◆ Aim ◆
Please list the painters whose ghosts the travel blog excerpt below mentions at the Montmartre cafe.

* begin Text excerpt *

Finally, we drove back to Paris to complete our circle of northern France — past the opulent Versailles Palace where King Louis and Marie Antoinette were dragged from to be guillotined – – and past the Arch de Triumph where Napoleon armies and American tanks paraded in victory.
In Paris, as I dodged pedestrians and scooters — and wondered about climbing to a sixth floor walkup (no elevators in the 1800’s) — Matilda took us to the wrong Rue De Recollects – student housing, not our hotel. After much confusion, driving up and down, questioning in French and English and arm waving — a friendly student found the right address on her iPhone — and reprogrammed Matilda (who says the French aren’t friendly!).
Parisian peace. The next day, Franny rested while I walked past rushing crowds to near the famed Notre Dam cathedral. But is was the man in the church across the street that captured my imagination. I hope that his God answered his prayers.
That evening we had a tasty meal at a local students cafe in the famed Montmartre surrounded by the steamy energy of modern students and the ghosts of Renoir, Degas, and Picasso.
Our final day we braved the Louvre with all its incredible treasures — from the 4000 year old first legal Code of Hammurabi to the enigmatic smile of Mona Lisa.
And finally home, to lead twenty meditators in our living room the next day, and to schedule Franny’s hip replacement operation for the next week.
And so, our human adventure continues. Went surfing last week here in the Pacific ocean at sunset (to complete my urge to surf the Atlantic on Omaha Beach). Franny is recovery grandly — and I am learning (its a stretch) to be a caretaker with a smile. Our son Stephen sent me a picture of our granddaughter Kennedy as she joyfully enters her human adventure.
With Love, Carter and Franny
Blog 3. Nova Scotia Adventure
Nova Scotia Adventure. Whales-Abhisheka-Warriors-Love
Franny and I are just back from a wonderful adventure in Nova Scotia, Canada. We stretched our spiritual life by braving the “Rigden Abhisheka” to train in an advanced Shambhala Warrior spiritual practice called “The Roar of Werma”. An inspired Sakyong Mipham Rinpoche, assisted by Acharya Greenleaf, presided at the Shambhala practice center in Tatamagoosh.

* end Text excerpt *
* begin Recorded information *

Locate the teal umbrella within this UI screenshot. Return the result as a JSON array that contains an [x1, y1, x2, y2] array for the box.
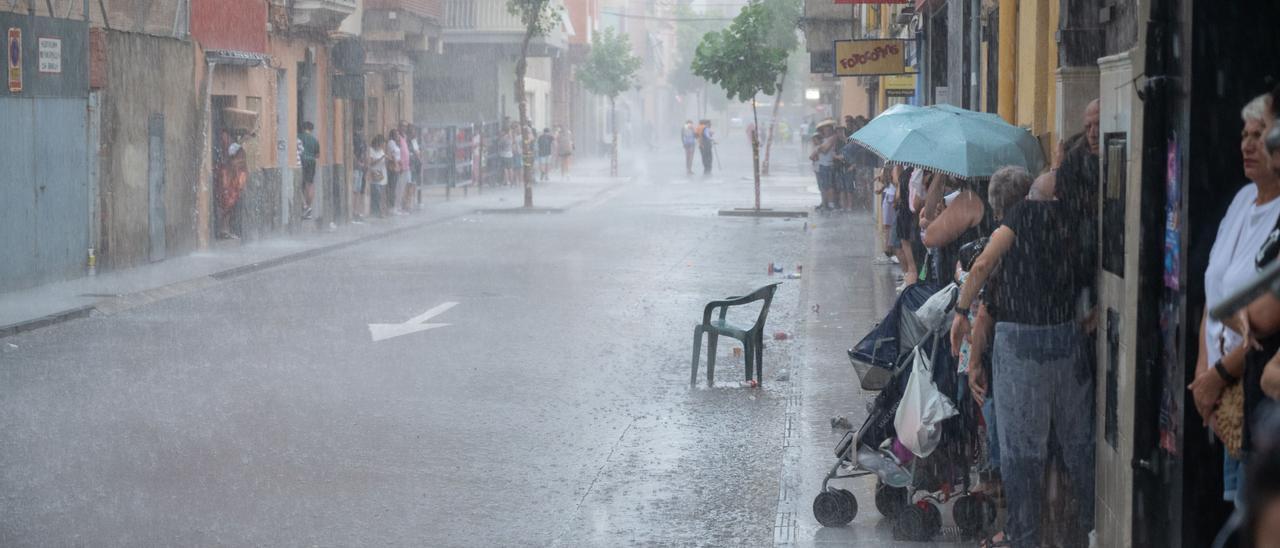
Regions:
[[850, 105, 1044, 179]]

* end Recorded information *

◆ Written reply ◆
Renoir, Degas, and Picasso.